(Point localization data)
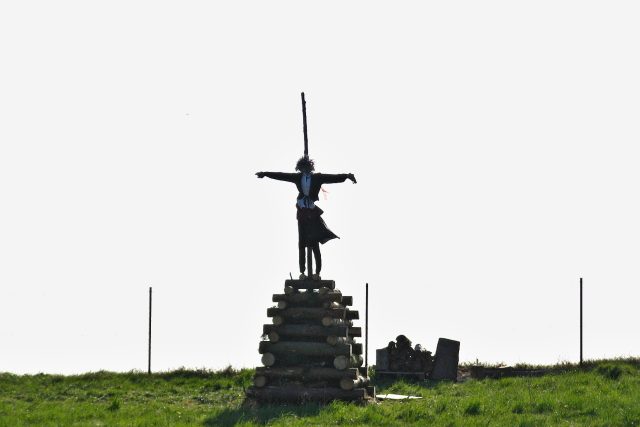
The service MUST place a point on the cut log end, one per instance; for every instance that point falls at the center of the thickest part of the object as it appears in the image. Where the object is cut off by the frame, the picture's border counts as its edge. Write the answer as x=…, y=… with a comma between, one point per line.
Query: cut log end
x=261, y=381
x=343, y=362
x=268, y=359
x=274, y=336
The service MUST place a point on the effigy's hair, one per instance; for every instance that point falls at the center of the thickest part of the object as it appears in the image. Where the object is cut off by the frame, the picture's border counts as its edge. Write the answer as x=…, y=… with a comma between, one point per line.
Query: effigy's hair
x=305, y=163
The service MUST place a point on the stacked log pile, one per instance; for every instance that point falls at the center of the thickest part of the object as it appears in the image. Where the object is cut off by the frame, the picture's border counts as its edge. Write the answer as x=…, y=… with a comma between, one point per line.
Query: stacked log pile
x=309, y=352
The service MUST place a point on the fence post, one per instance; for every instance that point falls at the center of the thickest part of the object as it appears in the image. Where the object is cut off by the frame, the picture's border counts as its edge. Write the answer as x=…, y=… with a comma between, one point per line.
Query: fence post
x=581, y=321
x=149, y=359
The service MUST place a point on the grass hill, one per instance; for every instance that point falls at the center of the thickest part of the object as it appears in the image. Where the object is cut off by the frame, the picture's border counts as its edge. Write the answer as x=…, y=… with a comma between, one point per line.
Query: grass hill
x=601, y=393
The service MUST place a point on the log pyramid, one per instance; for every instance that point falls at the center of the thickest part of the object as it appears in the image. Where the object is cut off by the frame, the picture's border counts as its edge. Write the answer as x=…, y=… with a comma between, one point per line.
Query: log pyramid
x=309, y=352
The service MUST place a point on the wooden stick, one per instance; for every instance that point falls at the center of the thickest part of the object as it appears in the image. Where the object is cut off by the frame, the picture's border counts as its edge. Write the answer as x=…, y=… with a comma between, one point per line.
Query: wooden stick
x=304, y=126
x=366, y=331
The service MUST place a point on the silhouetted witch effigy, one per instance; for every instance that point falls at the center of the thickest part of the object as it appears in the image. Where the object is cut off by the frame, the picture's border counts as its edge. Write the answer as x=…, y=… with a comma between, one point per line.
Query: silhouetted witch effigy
x=312, y=229
x=309, y=351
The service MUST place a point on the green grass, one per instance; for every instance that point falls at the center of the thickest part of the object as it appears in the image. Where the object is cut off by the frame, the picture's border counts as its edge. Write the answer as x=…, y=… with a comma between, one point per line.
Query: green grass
x=604, y=393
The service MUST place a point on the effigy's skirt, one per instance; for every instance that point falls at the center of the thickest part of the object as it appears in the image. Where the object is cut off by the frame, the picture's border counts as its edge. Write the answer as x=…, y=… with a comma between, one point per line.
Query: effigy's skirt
x=312, y=228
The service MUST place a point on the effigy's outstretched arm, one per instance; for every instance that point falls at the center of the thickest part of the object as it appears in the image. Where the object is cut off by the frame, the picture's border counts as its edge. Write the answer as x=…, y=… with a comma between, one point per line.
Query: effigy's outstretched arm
x=280, y=176
x=328, y=178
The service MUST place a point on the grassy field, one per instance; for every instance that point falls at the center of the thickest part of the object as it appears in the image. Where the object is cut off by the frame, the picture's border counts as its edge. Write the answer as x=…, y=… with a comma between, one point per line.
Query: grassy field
x=605, y=393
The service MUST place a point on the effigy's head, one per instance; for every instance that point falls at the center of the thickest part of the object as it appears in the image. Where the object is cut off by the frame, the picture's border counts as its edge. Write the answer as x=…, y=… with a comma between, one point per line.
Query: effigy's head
x=305, y=165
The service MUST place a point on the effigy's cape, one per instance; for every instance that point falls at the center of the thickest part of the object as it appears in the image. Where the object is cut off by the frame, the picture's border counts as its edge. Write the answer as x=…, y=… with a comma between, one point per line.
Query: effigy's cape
x=312, y=227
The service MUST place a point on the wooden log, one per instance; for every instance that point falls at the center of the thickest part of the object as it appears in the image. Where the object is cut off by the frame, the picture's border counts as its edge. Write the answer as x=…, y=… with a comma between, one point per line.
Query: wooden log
x=268, y=359
x=307, y=374
x=446, y=363
x=311, y=313
x=310, y=284
x=350, y=384
x=344, y=362
x=332, y=304
x=313, y=298
x=304, y=348
x=333, y=340
x=302, y=330
x=305, y=394
x=273, y=336
x=332, y=321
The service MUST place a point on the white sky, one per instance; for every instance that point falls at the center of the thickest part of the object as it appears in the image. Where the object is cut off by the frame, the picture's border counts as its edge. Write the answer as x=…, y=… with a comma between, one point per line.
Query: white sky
x=495, y=144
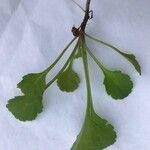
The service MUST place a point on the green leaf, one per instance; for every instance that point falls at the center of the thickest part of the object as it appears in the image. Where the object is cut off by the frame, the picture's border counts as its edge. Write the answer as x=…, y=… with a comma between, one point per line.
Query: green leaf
x=25, y=107
x=96, y=134
x=117, y=84
x=33, y=84
x=68, y=80
x=132, y=59
x=28, y=106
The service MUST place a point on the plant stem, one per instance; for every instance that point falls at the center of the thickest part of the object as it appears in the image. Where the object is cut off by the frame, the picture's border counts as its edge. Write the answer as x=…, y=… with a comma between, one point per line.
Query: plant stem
x=104, y=43
x=59, y=57
x=86, y=17
x=95, y=59
x=87, y=78
x=64, y=67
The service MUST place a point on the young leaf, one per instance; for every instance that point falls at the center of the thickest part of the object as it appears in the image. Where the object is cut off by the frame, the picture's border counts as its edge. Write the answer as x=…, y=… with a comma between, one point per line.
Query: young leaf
x=33, y=84
x=96, y=134
x=25, y=107
x=130, y=57
x=117, y=84
x=68, y=80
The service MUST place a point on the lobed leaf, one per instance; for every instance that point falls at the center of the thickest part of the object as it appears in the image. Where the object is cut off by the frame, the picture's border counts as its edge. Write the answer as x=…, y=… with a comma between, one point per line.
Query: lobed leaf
x=117, y=84
x=25, y=107
x=132, y=59
x=28, y=106
x=33, y=84
x=96, y=134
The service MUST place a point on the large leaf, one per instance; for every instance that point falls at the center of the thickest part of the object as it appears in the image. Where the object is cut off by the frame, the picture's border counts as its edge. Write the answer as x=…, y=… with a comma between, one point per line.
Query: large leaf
x=117, y=84
x=96, y=134
x=68, y=80
x=130, y=57
x=25, y=107
x=28, y=106
x=33, y=84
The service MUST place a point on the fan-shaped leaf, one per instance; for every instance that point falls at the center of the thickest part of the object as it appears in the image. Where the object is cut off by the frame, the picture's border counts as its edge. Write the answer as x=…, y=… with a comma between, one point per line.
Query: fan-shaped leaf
x=33, y=84
x=117, y=84
x=95, y=134
x=25, y=107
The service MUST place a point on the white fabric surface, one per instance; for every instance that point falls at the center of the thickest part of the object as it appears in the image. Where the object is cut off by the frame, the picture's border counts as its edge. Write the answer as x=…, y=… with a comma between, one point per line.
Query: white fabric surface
x=34, y=32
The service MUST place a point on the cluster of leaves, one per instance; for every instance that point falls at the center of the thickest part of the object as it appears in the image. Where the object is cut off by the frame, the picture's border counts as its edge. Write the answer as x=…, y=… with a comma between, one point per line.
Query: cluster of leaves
x=96, y=133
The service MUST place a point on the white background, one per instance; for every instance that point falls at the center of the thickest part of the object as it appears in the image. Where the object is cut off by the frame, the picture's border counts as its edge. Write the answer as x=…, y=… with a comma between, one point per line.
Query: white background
x=34, y=32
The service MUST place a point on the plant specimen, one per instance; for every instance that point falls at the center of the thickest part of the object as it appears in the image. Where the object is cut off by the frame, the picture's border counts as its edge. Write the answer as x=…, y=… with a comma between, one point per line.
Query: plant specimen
x=96, y=133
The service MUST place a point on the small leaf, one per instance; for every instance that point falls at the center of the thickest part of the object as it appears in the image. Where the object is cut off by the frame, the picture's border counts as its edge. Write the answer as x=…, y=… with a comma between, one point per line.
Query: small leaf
x=117, y=84
x=68, y=80
x=132, y=59
x=96, y=134
x=25, y=107
x=33, y=84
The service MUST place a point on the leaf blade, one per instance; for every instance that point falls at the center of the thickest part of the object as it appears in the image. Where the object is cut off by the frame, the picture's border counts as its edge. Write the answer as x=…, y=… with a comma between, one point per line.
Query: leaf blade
x=25, y=108
x=117, y=84
x=96, y=134
x=33, y=84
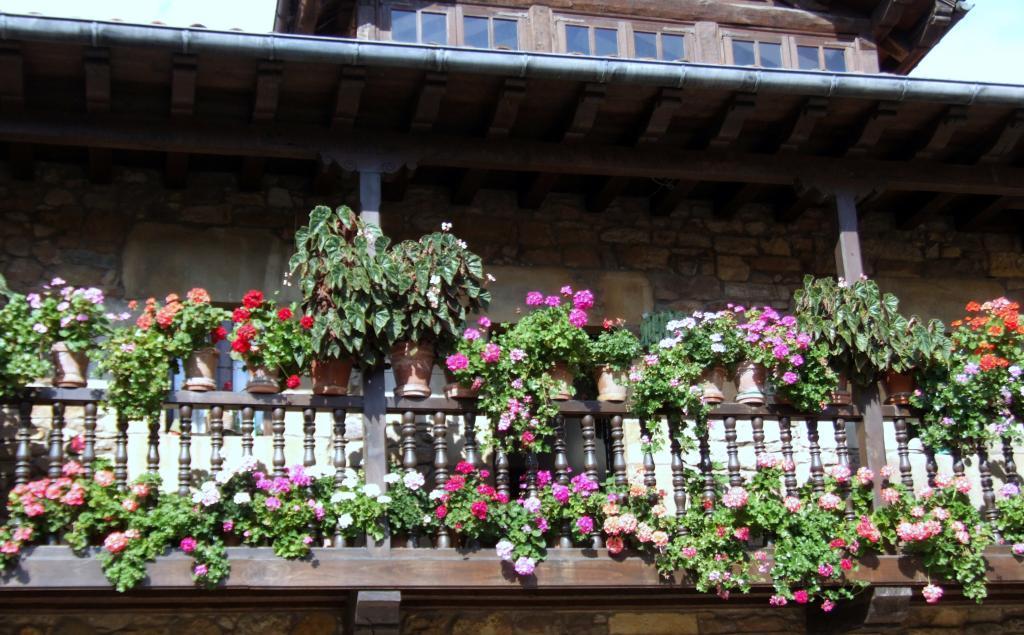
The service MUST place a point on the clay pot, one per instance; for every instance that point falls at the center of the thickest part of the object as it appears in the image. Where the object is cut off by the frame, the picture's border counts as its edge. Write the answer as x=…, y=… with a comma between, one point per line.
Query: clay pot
x=331, y=377
x=713, y=384
x=412, y=363
x=610, y=384
x=71, y=370
x=560, y=372
x=263, y=381
x=201, y=370
x=751, y=383
x=899, y=387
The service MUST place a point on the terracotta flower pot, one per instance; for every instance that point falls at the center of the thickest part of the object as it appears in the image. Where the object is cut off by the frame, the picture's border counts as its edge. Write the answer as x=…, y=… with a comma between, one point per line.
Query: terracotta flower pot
x=560, y=372
x=713, y=384
x=201, y=370
x=899, y=387
x=331, y=377
x=412, y=363
x=751, y=383
x=610, y=384
x=71, y=370
x=263, y=381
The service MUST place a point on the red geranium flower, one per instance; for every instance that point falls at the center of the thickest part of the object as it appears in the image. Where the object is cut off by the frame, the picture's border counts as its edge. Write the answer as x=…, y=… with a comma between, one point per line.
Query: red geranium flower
x=253, y=299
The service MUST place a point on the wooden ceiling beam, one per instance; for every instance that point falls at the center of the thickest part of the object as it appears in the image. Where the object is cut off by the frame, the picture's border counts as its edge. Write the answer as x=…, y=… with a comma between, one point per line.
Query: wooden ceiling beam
x=655, y=124
x=588, y=104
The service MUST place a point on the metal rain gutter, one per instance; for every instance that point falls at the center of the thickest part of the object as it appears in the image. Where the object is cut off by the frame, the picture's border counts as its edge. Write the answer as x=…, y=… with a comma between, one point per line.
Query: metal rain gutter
x=505, y=64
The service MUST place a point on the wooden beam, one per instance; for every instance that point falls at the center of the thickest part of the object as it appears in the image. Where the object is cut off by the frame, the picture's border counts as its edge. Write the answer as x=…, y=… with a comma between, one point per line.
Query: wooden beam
x=669, y=198
x=502, y=120
x=655, y=124
x=942, y=132
x=872, y=128
x=588, y=104
x=811, y=112
x=730, y=122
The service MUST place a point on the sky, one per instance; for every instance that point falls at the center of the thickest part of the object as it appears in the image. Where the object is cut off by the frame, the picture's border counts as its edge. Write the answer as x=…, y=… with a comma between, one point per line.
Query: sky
x=987, y=45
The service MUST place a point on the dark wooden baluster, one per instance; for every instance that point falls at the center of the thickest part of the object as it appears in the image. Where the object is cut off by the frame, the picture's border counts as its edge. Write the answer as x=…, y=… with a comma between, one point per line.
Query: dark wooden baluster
x=248, y=425
x=619, y=451
x=987, y=492
x=903, y=450
x=121, y=454
x=340, y=463
x=278, y=428
x=678, y=474
x=758, y=425
x=785, y=435
x=843, y=459
x=709, y=476
x=216, y=439
x=184, y=451
x=440, y=468
x=23, y=453
x=55, y=457
x=648, y=458
x=589, y=431
x=817, y=470
x=472, y=450
x=732, y=451
x=1009, y=463
x=308, y=437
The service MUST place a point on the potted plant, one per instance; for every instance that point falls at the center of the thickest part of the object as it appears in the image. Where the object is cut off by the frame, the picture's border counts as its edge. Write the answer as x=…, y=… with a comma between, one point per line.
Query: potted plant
x=71, y=320
x=975, y=396
x=613, y=351
x=713, y=342
x=341, y=268
x=272, y=345
x=193, y=328
x=436, y=281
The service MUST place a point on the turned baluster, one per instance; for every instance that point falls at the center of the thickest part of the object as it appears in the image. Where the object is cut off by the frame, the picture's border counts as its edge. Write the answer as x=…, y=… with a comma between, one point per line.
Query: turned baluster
x=987, y=492
x=709, y=476
x=790, y=471
x=440, y=469
x=732, y=451
x=1009, y=464
x=55, y=457
x=817, y=470
x=184, y=451
x=843, y=459
x=617, y=451
x=903, y=450
x=248, y=425
x=308, y=437
x=678, y=475
x=121, y=454
x=216, y=439
x=23, y=453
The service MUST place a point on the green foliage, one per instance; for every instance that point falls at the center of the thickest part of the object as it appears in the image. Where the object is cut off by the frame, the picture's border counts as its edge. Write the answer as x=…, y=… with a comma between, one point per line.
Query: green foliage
x=436, y=283
x=20, y=346
x=344, y=278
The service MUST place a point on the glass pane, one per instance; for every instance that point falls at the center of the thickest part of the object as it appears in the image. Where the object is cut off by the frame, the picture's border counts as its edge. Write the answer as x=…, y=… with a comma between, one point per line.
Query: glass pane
x=475, y=32
x=506, y=34
x=836, y=59
x=402, y=26
x=434, y=28
x=645, y=44
x=672, y=47
x=771, y=55
x=606, y=42
x=577, y=40
x=807, y=57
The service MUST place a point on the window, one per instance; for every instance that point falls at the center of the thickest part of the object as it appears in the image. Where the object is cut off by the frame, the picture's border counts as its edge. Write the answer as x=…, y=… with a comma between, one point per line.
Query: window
x=419, y=27
x=821, y=58
x=755, y=53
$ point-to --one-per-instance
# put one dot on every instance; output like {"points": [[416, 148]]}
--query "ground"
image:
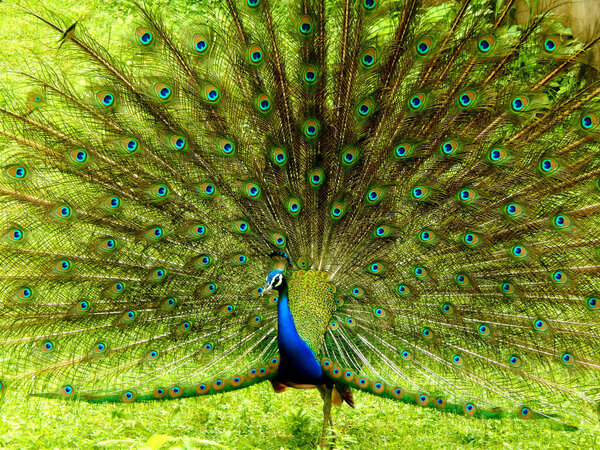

#### WORK INSTRUCTIONS
Exactly the lines from the line that contains "The service MUST place a point on the glass" through the last line above, and no other lines, must be output, with pictures excluded.

#### EXERCISE ANSWER
The service MUST place a point on the glass pane, one per instance; for every instance that point falls at the center of the thickest part of the object as it appears in the image. Where the object is cut off by the frame, the picture's border counts as its edge. Write the answer as x=…, y=… with a comma between, one point per line.
Query: glass pane
x=475, y=32
x=506, y=34
x=836, y=59
x=402, y=26
x=434, y=28
x=645, y=44
x=672, y=47
x=771, y=55
x=606, y=42
x=577, y=40
x=807, y=57
The service MUST place a point on the window, one per instance; for every instance that point falls at the center of the thickest part of the object as it appears in the image. Where the object is cut off by the frame, the picture's border counts as its edge. Write the answer as x=…, y=… with a comma between, one point per line.
Query: window
x=419, y=27
x=821, y=58
x=755, y=53
$ point-to --one-per-instance
# put one dot on every instance; output like {"points": [[416, 148]]}
--query "ground"
image:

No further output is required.